• **WORK REQUIRED**:
Report every line of the material below that contains the string "rainbow".

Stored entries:
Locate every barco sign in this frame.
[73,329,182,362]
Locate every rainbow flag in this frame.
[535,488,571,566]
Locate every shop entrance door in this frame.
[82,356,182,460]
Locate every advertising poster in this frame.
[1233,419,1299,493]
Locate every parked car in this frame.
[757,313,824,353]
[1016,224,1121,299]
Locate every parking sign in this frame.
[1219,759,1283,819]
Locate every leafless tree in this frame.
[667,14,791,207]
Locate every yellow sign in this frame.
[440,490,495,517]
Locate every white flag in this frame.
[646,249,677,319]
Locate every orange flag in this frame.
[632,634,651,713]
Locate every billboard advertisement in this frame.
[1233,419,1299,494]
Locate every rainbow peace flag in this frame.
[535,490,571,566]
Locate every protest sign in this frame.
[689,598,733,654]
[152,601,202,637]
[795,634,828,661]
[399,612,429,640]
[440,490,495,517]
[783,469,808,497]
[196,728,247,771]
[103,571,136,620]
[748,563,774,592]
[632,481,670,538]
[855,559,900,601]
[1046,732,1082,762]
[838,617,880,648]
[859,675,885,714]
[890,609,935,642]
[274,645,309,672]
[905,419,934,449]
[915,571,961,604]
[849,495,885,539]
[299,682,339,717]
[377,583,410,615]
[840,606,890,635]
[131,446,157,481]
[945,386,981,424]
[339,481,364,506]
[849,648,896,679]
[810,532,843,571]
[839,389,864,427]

• **FINAL ANSWER**:
Locate every rainbow flag in this frame.
Locate every rainbow peace flag in this frame.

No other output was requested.